Set the following entries down again exactly, line by line.

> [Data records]
* * * * * * * * *

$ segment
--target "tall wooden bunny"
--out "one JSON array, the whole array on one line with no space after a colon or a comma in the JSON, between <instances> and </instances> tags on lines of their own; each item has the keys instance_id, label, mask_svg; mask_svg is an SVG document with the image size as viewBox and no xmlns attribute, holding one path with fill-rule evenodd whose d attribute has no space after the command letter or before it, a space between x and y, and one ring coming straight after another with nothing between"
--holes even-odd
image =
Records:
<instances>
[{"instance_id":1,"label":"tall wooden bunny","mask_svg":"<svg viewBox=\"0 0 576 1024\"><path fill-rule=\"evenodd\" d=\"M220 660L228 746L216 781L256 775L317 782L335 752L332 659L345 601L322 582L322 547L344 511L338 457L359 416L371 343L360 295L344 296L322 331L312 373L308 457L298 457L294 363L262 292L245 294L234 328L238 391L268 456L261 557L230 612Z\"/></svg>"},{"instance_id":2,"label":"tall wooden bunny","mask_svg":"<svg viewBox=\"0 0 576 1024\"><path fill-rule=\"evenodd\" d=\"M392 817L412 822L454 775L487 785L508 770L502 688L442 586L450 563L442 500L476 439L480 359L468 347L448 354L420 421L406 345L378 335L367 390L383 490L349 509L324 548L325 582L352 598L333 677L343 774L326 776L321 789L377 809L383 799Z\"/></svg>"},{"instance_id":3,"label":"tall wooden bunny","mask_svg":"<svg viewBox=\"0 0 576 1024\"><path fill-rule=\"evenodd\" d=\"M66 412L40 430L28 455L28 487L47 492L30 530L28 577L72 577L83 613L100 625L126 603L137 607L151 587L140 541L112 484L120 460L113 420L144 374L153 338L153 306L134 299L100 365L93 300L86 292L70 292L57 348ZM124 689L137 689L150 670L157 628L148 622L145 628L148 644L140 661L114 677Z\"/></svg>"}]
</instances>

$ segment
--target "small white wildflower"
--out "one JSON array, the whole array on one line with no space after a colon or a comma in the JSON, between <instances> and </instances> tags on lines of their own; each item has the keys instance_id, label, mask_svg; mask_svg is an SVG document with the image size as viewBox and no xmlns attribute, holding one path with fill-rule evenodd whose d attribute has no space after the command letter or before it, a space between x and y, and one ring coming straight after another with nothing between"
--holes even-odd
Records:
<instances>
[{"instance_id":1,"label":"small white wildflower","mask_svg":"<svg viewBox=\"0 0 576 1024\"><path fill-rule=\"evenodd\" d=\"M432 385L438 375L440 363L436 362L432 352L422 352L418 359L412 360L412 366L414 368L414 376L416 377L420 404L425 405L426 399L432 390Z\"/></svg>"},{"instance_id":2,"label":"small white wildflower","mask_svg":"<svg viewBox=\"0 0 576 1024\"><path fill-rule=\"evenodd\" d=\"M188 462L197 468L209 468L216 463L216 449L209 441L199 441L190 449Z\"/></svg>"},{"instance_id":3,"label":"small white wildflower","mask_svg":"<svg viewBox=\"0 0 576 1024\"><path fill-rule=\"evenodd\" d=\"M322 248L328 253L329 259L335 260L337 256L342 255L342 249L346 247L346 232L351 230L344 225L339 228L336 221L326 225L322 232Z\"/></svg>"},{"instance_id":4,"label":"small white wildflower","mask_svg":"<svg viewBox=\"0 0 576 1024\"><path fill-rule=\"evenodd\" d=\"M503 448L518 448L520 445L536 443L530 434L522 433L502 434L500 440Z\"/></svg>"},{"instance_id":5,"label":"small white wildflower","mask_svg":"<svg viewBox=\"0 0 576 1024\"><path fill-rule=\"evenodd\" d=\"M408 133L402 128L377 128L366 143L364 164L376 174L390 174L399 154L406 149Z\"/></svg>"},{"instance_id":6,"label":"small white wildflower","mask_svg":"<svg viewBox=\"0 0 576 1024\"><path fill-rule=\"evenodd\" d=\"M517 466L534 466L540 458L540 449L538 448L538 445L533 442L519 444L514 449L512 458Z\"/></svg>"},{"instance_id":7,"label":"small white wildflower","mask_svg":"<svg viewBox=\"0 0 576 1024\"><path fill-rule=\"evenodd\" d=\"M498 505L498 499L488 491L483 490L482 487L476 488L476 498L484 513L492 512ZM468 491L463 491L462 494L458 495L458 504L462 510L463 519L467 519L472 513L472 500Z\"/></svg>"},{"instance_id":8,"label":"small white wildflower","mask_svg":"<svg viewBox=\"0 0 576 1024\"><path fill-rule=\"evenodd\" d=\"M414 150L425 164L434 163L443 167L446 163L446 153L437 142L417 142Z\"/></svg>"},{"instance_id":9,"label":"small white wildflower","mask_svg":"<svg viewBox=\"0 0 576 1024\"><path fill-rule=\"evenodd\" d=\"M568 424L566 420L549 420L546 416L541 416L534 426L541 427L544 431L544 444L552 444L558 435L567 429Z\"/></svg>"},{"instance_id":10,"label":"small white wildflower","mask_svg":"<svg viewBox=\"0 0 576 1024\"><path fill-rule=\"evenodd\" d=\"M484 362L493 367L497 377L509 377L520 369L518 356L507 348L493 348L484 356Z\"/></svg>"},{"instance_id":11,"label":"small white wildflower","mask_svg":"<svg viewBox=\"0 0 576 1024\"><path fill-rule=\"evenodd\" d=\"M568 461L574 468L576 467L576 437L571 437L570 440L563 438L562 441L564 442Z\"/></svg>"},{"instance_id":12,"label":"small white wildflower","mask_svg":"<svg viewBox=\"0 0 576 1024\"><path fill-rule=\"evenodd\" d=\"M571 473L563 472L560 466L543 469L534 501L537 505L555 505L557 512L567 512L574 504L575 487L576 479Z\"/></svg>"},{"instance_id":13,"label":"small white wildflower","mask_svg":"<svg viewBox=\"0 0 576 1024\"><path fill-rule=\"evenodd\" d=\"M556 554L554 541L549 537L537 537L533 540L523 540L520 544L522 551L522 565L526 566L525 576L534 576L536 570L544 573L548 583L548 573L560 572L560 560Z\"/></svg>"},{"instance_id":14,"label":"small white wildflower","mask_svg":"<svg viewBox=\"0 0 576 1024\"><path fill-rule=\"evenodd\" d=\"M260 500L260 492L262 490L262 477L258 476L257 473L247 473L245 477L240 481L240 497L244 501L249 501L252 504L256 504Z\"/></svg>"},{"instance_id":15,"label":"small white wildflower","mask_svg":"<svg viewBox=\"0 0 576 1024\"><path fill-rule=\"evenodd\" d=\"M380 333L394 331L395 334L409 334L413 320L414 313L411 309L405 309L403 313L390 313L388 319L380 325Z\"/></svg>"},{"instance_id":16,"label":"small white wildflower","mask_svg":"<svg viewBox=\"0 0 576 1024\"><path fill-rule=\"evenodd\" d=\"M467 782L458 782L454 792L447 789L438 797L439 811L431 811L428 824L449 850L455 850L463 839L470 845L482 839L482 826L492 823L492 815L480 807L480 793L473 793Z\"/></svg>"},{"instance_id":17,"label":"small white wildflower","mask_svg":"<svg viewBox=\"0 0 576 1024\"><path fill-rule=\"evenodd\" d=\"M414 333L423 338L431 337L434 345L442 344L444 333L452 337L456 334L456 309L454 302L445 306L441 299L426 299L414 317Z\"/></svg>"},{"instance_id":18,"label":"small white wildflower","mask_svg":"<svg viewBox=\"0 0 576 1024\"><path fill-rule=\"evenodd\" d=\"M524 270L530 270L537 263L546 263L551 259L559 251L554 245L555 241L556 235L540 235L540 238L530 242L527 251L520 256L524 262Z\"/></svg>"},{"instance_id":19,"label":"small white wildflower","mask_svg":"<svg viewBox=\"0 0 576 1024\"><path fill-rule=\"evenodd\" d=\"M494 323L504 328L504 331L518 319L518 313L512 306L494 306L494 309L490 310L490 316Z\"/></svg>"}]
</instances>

* * * * * * * * *

> [Task solution]
$ segment
--target "tall wooden bunny"
--out "one JSON array, the whole array on one line with no space after a colon or a comma in the JSON, between <instances> and </instances> tags on lines of their own; each item has the keys instance_id, label, mask_svg; mask_svg is an SVG document with the image size as viewBox and no xmlns attribute, holding one path with fill-rule evenodd whose d attribute has no space after the command letter or before it, a space between x and y, and one ring coming straight after another with nothing between"
--holes even-odd
image =
Records:
<instances>
[{"instance_id":1,"label":"tall wooden bunny","mask_svg":"<svg viewBox=\"0 0 576 1024\"><path fill-rule=\"evenodd\" d=\"M220 660L228 746L216 781L256 775L317 782L335 752L332 659L345 601L322 582L322 547L344 511L338 457L359 416L371 343L360 295L344 296L322 331L312 373L308 457L298 457L294 363L262 292L245 294L234 328L238 391L268 456L261 557L230 612Z\"/></svg>"},{"instance_id":2,"label":"tall wooden bunny","mask_svg":"<svg viewBox=\"0 0 576 1024\"><path fill-rule=\"evenodd\" d=\"M392 817L412 822L454 775L487 785L508 770L502 688L442 586L450 563L442 500L476 439L480 359L468 347L448 354L420 421L406 345L378 335L367 390L383 490L349 509L324 548L325 582L352 598L333 677L343 774L326 776L321 789L377 809L383 799Z\"/></svg>"},{"instance_id":3,"label":"tall wooden bunny","mask_svg":"<svg viewBox=\"0 0 576 1024\"><path fill-rule=\"evenodd\" d=\"M66 412L40 430L28 455L28 487L47 492L30 530L28 577L72 577L83 613L100 625L126 603L137 607L151 587L140 541L112 484L120 460L113 420L144 374L153 338L153 306L134 299L100 365L93 300L86 292L70 292L57 348ZM124 689L137 689L150 670L157 628L148 622L145 628L148 644L140 661L114 677Z\"/></svg>"}]
</instances>

$ segment
--target "small white wildflower"
--out "one JSON array, the whole array on one line with no space after a colon or a comma in the JSON, between <instances> and </instances> tags on lines of their own; each item has the keys instance_id, label, mask_svg; mask_svg is an SVG document with the image size as viewBox and no xmlns attribute, holding one path with fill-rule evenodd whose d attribute has no space after the command letter or before it, a space between x and y, and one ring coming straight after another with nothing between"
--holes even-odd
Records:
<instances>
[{"instance_id":1,"label":"small white wildflower","mask_svg":"<svg viewBox=\"0 0 576 1024\"><path fill-rule=\"evenodd\" d=\"M432 385L438 375L440 363L436 362L432 352L422 352L418 359L412 360L412 366L414 368L414 376L416 377L420 404L425 405L426 399L432 390Z\"/></svg>"},{"instance_id":2,"label":"small white wildflower","mask_svg":"<svg viewBox=\"0 0 576 1024\"><path fill-rule=\"evenodd\" d=\"M188 462L197 468L209 468L216 463L216 449L209 441L199 441L190 449Z\"/></svg>"},{"instance_id":3,"label":"small white wildflower","mask_svg":"<svg viewBox=\"0 0 576 1024\"><path fill-rule=\"evenodd\" d=\"M322 248L328 253L329 259L335 260L337 256L342 255L342 249L346 247L346 232L351 230L344 225L339 228L336 221L326 225L322 232Z\"/></svg>"},{"instance_id":4,"label":"small white wildflower","mask_svg":"<svg viewBox=\"0 0 576 1024\"><path fill-rule=\"evenodd\" d=\"M503 448L518 448L520 445L536 443L530 434L522 433L502 434L500 440Z\"/></svg>"},{"instance_id":5,"label":"small white wildflower","mask_svg":"<svg viewBox=\"0 0 576 1024\"><path fill-rule=\"evenodd\" d=\"M408 133L402 128L377 128L366 143L364 164L376 174L390 174L399 154L406 149Z\"/></svg>"},{"instance_id":6,"label":"small white wildflower","mask_svg":"<svg viewBox=\"0 0 576 1024\"><path fill-rule=\"evenodd\" d=\"M517 466L534 466L540 458L540 449L538 448L538 445L533 442L519 444L514 449L512 458Z\"/></svg>"},{"instance_id":7,"label":"small white wildflower","mask_svg":"<svg viewBox=\"0 0 576 1024\"><path fill-rule=\"evenodd\" d=\"M498 505L498 499L488 491L483 490L482 487L476 488L476 498L484 513L492 512ZM468 491L463 491L462 494L458 495L458 504L462 510L463 519L467 519L472 513L472 500Z\"/></svg>"},{"instance_id":8,"label":"small white wildflower","mask_svg":"<svg viewBox=\"0 0 576 1024\"><path fill-rule=\"evenodd\" d=\"M414 150L425 164L434 163L443 167L446 163L446 153L437 142L417 142Z\"/></svg>"},{"instance_id":9,"label":"small white wildflower","mask_svg":"<svg viewBox=\"0 0 576 1024\"><path fill-rule=\"evenodd\" d=\"M568 424L566 420L549 420L546 416L541 416L534 426L541 427L544 431L544 444L552 444L558 435L567 429Z\"/></svg>"},{"instance_id":10,"label":"small white wildflower","mask_svg":"<svg viewBox=\"0 0 576 1024\"><path fill-rule=\"evenodd\" d=\"M484 362L493 367L497 377L509 377L520 369L518 356L507 348L493 348L484 356Z\"/></svg>"},{"instance_id":11,"label":"small white wildflower","mask_svg":"<svg viewBox=\"0 0 576 1024\"><path fill-rule=\"evenodd\" d=\"M568 461L574 468L576 467L576 437L571 437L570 440L563 438L562 441L564 442Z\"/></svg>"},{"instance_id":12,"label":"small white wildflower","mask_svg":"<svg viewBox=\"0 0 576 1024\"><path fill-rule=\"evenodd\" d=\"M571 473L563 472L560 466L543 469L534 501L537 505L555 505L557 512L567 512L574 504L575 487L576 479Z\"/></svg>"},{"instance_id":13,"label":"small white wildflower","mask_svg":"<svg viewBox=\"0 0 576 1024\"><path fill-rule=\"evenodd\" d=\"M556 554L554 541L549 537L537 537L533 540L523 540L520 544L522 551L522 565L526 566L525 576L534 576L536 570L544 573L548 583L548 573L560 572L560 560Z\"/></svg>"},{"instance_id":14,"label":"small white wildflower","mask_svg":"<svg viewBox=\"0 0 576 1024\"><path fill-rule=\"evenodd\" d=\"M260 500L260 492L262 490L262 477L258 476L257 473L247 473L245 477L240 481L240 497L244 501L249 501L252 504L256 504Z\"/></svg>"},{"instance_id":15,"label":"small white wildflower","mask_svg":"<svg viewBox=\"0 0 576 1024\"><path fill-rule=\"evenodd\" d=\"M380 333L394 331L395 334L409 334L413 320L414 313L411 309L405 309L403 313L390 313L388 319L380 325Z\"/></svg>"},{"instance_id":16,"label":"small white wildflower","mask_svg":"<svg viewBox=\"0 0 576 1024\"><path fill-rule=\"evenodd\" d=\"M467 782L458 782L454 792L447 789L438 797L439 811L431 811L428 824L449 850L455 850L463 839L470 845L482 839L482 826L492 823L492 815L480 807L480 793L473 793Z\"/></svg>"},{"instance_id":17,"label":"small white wildflower","mask_svg":"<svg viewBox=\"0 0 576 1024\"><path fill-rule=\"evenodd\" d=\"M414 333L423 338L431 337L434 345L442 344L444 333L452 337L456 334L456 309L454 302L445 306L441 299L426 299L414 317Z\"/></svg>"},{"instance_id":18,"label":"small white wildflower","mask_svg":"<svg viewBox=\"0 0 576 1024\"><path fill-rule=\"evenodd\" d=\"M524 270L530 270L537 263L546 263L551 259L559 251L554 245L555 241L556 235L540 235L540 238L530 242L527 251L520 256L524 262Z\"/></svg>"},{"instance_id":19,"label":"small white wildflower","mask_svg":"<svg viewBox=\"0 0 576 1024\"><path fill-rule=\"evenodd\" d=\"M494 323L504 328L504 331L518 319L518 313L512 306L494 306L494 309L490 310L490 316Z\"/></svg>"}]
</instances>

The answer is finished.